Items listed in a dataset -
Segment Open
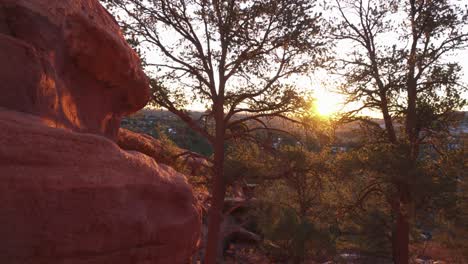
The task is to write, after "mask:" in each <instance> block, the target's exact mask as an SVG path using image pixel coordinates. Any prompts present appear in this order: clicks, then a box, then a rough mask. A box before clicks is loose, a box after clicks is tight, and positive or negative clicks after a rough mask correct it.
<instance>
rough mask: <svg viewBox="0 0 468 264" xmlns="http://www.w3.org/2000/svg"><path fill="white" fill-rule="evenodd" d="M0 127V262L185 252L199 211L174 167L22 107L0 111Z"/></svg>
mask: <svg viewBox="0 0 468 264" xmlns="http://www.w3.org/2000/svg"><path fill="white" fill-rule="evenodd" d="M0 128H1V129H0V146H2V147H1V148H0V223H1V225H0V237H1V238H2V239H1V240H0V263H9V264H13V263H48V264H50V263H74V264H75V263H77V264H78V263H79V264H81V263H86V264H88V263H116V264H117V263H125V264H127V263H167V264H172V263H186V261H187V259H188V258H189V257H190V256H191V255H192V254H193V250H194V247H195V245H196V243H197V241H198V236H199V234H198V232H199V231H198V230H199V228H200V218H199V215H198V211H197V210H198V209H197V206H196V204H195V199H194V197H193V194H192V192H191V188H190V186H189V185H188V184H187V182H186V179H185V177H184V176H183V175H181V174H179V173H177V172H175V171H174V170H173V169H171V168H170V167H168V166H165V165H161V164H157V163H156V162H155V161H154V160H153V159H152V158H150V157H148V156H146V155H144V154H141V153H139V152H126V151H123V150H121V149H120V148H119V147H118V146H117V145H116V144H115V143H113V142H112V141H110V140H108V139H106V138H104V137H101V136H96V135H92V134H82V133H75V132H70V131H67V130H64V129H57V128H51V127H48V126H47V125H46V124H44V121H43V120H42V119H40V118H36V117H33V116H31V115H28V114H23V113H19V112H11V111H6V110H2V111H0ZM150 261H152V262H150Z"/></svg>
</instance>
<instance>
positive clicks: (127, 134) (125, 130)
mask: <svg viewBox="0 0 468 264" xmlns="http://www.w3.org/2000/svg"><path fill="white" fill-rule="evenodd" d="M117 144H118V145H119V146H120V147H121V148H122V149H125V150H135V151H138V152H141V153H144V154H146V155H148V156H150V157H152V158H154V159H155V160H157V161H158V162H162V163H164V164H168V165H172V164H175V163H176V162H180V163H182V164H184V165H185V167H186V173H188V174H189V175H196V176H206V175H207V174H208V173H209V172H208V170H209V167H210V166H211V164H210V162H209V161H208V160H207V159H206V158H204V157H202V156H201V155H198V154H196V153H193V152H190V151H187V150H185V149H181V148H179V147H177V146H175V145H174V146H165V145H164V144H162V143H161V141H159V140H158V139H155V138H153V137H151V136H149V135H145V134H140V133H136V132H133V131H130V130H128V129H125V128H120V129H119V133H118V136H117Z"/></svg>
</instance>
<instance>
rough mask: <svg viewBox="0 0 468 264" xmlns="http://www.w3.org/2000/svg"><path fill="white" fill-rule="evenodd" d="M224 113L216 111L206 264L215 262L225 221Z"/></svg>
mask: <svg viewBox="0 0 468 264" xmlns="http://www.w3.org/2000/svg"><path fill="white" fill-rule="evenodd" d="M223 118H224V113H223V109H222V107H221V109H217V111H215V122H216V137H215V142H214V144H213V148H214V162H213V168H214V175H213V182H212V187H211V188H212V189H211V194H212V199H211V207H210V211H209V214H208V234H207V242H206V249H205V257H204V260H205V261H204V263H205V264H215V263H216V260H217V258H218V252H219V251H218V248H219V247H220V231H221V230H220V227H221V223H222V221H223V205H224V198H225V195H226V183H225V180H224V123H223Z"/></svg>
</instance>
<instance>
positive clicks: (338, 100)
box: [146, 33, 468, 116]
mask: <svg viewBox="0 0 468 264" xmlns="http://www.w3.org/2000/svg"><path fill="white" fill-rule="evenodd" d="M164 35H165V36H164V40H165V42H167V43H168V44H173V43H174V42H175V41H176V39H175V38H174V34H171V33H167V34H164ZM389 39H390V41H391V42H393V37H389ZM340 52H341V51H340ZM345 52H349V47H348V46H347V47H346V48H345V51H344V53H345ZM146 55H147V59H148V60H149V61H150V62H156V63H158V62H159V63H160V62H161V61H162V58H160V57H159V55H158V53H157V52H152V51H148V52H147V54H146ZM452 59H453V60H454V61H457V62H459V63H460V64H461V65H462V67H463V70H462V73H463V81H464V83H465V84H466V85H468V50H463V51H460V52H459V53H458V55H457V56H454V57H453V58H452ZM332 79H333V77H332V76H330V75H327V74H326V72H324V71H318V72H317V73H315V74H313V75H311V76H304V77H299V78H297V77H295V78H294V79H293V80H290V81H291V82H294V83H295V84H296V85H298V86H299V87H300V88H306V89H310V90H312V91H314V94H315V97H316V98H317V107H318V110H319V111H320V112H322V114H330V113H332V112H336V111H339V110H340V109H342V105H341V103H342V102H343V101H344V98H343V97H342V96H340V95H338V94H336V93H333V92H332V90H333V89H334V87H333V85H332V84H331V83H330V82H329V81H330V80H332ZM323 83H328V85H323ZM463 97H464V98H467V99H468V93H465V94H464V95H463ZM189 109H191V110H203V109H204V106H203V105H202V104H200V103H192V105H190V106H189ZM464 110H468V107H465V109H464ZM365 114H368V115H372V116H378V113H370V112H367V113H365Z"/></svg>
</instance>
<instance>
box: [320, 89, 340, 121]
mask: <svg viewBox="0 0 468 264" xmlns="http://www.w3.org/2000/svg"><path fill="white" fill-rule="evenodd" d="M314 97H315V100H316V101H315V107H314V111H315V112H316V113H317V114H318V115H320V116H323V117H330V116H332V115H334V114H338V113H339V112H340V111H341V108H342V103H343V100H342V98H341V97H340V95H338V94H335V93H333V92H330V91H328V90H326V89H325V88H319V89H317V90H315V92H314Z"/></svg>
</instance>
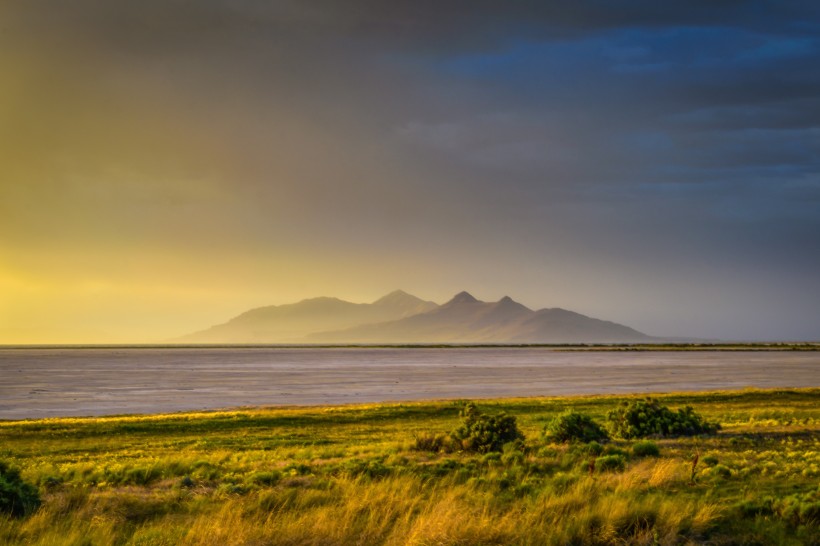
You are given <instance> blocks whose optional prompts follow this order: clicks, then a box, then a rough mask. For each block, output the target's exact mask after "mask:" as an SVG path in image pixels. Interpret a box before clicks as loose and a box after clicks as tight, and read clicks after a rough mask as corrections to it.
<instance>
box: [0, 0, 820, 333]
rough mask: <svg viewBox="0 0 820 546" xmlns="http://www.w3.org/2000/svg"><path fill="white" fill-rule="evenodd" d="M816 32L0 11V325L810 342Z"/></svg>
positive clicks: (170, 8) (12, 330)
Segment Closed
Task item - Find every line in the data above that contains the word "positive" and copy each one out in full.

Exercise result -
The task is to write, after "mask:" in each <instance> block, the target's exact mask as an SVG path using image pixel coordinates. Any prompts present appear in this order: clicks, then a box, then a rough mask. A box before clicks is loose, a box after clicks is tight, and positive or negative clicks after a rough mask correct it.
positive clicks: (127, 134) (125, 130)
positive clicks: (338, 100)
positive clicks: (170, 8) (12, 330)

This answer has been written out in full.